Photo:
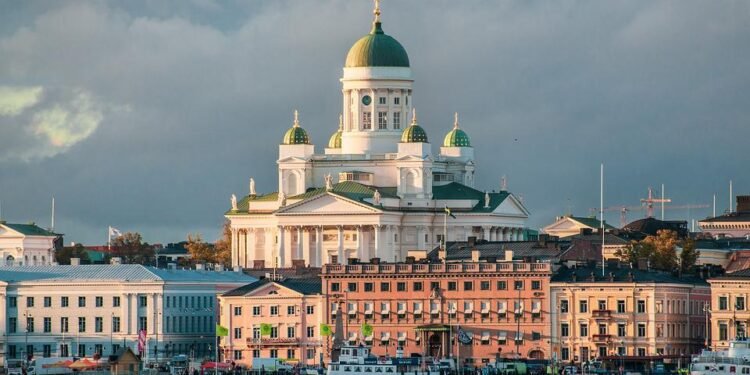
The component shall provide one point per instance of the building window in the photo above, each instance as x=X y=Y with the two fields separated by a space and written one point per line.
x=382 y=120
x=468 y=285
x=367 y=120
x=641 y=329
:::
-- WHAT THE EXERCISE ASKS --
Restate, word for word, all of the material above, leaving out the images.

-- ANSWER FOR THIS EXERCISE --
Photo:
The component shall provide one point per instance of the building window in the photo above, each instance as x=X y=Y with the two fields separated by a space and written one point per line.
x=382 y=120
x=468 y=285
x=367 y=120
x=641 y=329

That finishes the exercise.